| WORK REQUIRED |
Reproduce all of the data below, replacing every "safety audit" with "site inspection" and keeping everything else the same.

□ □ □ □

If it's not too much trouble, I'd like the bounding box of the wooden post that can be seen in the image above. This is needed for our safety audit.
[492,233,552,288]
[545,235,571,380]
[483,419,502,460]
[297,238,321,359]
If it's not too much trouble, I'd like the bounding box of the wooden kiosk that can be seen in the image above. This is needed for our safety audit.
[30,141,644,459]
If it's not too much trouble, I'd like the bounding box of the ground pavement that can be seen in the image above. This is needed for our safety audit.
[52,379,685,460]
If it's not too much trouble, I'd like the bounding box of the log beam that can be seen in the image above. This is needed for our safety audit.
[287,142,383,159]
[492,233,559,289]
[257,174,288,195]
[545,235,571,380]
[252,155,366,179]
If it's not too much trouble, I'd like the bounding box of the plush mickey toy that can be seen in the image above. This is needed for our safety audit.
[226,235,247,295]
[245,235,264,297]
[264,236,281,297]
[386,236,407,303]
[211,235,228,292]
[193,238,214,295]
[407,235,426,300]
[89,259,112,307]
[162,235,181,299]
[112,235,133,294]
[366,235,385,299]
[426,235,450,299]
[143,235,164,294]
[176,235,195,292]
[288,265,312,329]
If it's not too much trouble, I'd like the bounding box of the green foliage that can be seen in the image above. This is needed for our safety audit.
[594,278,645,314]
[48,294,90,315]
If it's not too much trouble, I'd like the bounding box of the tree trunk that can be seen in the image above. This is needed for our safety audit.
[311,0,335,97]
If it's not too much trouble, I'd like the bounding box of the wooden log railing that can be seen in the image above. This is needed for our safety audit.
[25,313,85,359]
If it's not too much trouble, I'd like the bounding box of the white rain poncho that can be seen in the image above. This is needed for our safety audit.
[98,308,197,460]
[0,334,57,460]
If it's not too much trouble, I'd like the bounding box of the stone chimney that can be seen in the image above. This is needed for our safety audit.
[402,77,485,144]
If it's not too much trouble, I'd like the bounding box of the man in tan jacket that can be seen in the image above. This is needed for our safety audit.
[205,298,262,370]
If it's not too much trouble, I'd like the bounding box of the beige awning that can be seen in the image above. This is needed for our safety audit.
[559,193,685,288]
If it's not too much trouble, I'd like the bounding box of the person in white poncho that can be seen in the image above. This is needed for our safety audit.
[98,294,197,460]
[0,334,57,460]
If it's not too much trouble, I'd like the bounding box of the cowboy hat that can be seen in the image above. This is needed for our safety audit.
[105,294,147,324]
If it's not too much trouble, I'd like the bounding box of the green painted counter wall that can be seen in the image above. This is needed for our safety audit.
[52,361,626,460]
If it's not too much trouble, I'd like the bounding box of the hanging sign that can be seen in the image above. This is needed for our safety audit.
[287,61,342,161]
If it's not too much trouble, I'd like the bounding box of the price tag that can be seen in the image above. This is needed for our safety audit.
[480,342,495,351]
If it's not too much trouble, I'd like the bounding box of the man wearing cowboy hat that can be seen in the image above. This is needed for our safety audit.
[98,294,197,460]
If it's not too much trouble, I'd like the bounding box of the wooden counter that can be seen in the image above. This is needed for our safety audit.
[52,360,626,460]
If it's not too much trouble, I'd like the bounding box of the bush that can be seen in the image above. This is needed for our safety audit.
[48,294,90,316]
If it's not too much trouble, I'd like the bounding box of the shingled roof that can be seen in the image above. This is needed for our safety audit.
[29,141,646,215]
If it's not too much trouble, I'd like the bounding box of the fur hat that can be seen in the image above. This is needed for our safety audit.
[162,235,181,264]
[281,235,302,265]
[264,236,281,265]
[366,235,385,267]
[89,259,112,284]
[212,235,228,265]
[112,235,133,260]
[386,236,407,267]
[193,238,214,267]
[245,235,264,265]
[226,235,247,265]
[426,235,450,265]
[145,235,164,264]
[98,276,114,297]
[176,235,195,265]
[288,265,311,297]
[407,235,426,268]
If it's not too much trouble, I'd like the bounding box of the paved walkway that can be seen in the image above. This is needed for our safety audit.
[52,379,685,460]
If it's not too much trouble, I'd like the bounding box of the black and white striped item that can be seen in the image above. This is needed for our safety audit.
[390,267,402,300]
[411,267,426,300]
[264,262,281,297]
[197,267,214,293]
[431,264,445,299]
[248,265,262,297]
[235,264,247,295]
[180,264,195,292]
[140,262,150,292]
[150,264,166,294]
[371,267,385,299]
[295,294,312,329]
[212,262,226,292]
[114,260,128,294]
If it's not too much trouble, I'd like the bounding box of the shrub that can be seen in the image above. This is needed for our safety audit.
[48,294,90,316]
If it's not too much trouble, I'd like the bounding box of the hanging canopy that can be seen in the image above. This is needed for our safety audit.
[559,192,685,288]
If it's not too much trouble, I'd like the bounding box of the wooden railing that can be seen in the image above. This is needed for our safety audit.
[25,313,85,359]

□ □ □ □

| SOLUTION TO THIS TASK |
If it's not too much trouble, I'd like the bounding box of the wooden post that can be seen in the image above. This is needed for our site inspection.
[492,233,552,288]
[545,235,571,380]
[483,419,502,460]
[297,238,321,359]
If it's not too much trouble, I'd like the bounding box of the wooden kiosk that can be seen in the image above. This is needed for our site inspection.
[30,141,644,459]
If it's not too much trouble, I'd like the bounding box of the ground pavement that can be seen in the image above. This is needed for our site inspection.
[52,379,685,460]
If it's not too much trouble, I'd like the bounding box of the log beam that can be seen in the image above. This is needed for our site inspection.
[287,142,383,159]
[492,233,559,289]
[257,174,288,195]
[545,235,571,380]
[252,155,366,179]
If it's not too much trouble, I'd like the bounding box of the plush mickey toy that can be seen in the image above. This is needed for our site inspection.
[226,235,247,295]
[245,235,264,297]
[264,236,281,297]
[386,236,407,303]
[211,235,228,292]
[193,238,214,295]
[407,235,426,300]
[89,259,112,307]
[162,235,181,299]
[112,235,133,294]
[366,235,385,299]
[426,235,450,299]
[143,235,164,294]
[176,235,195,292]
[288,265,312,329]
If it's not too much trouble, I'd like the bounding box of the green foliage that can be seen in the image above. This is needed for our site inspection.
[594,278,645,314]
[48,294,90,315]
If it's not too much trouble, I'd like the bounding box of the tree trunk that can be seen in the image above. This is needed for our site inspection.
[311,0,335,97]
If it's not too much trouble, I'd like the bounding box of the wooden log railing that can be seen in the image above. This is needed for our site inspection.
[25,313,85,359]
If it's not too much trouble, I'd like the bounding box of the white rain poncho that can be seen in the image above. This is needed for our site inspection.
[98,308,197,460]
[0,334,57,460]
If it's not too much trouble, I'd like the bounding box of the stone chimney that can be seen in the image above. This is needed for our site inspection.
[402,77,485,144]
If it's not too much trouble, I'd like the bounding box of the man in tan jacket that can be seen in the image above. This is needed for our site inspection.
[205,298,262,370]
If it's not too much trouble, I'd like the bounding box of the beige awning that can be seen in the image above. This is needed for our site inspection.
[559,193,685,288]
If it's not too much trouble, I'd like the bounding box of the person in white poncho that can be seen in the image above. This is needed for our site inspection.
[98,294,197,460]
[0,334,57,460]
If it's not too much trouble, I'd like the bounding box of the cowboy hat that can be seen in the image above. This is needed for our site inspection.
[105,294,147,324]
If it's not too much trouble, I'd like the bounding box of the green painted counter wall that can be seen in the image above. This is needed for our site inspection.
[52,361,626,460]
If it's not too much trouble, I'd like the bounding box of the hanging sign that can be seen in the image above. This is needed for our site inspection.
[287,61,342,161]
If it's not too much trouble, I'd like the bounding box of the price tag that can be seen in the image above. This is needed for our site inspection.
[480,342,495,351]
If it's not too much trouble, I'd like the bounding box of the man wearing cowboy hat that can be seen in the image above. This is needed for our site inspection.
[98,294,197,460]
If it's not too much trouble, I'd like the bounding box of the wooden counter that can be seen in the image above. This is needed for our site inspection.
[52,360,626,460]
If it's not too much trouble, I'd like the bounding box of the bush that can be seen in the image above. This is needed for our site inspection.
[48,294,90,316]
If it's not too much trouble, I'd like the bounding box of the shingled roof that can be seen in the image above. This is needed for our site inspection.
[29,141,646,215]
If it's not too much trouble, I'd like the bounding box of the fur hat that can be seen in the image above. This is needed for our site inspection.
[162,235,181,264]
[281,235,302,265]
[264,236,281,265]
[366,235,385,267]
[89,259,112,284]
[212,235,228,265]
[112,235,133,260]
[386,236,407,267]
[193,238,214,267]
[245,235,264,265]
[226,235,247,265]
[426,235,450,265]
[145,235,164,264]
[98,276,114,297]
[176,235,195,265]
[288,265,311,297]
[407,235,426,268]
If it's not too much trouble, I'd like the bounding box of the paved walkway that can be seen in the image above. This is needed for our site inspection.
[52,379,685,460]
If it's not too much trouble, I'd like the bounding box of the black and white striped item that can be seen in the image above. This is needed for our site inspection.
[390,267,402,300]
[411,267,426,300]
[264,262,281,297]
[197,267,214,293]
[431,264,445,299]
[248,265,262,297]
[235,264,247,295]
[180,264,195,292]
[140,262,150,292]
[150,264,166,294]
[371,267,385,299]
[295,294,312,329]
[212,262,226,292]
[114,260,128,294]
If it's not too much trouble, I'd like the bounding box of the shrub that can be seen in the image above. This is needed for our site inspection.
[48,294,90,316]
If it's not too much trouble, I'd like the bounding box of the hanging canopy that can be seen in the image above. This is needed for our site inspection.
[559,192,685,288]
If it's not too much trouble, I'd like the bounding box of the wooden railing that can be seen in the image above. This is needed for our site inspection.
[25,313,85,359]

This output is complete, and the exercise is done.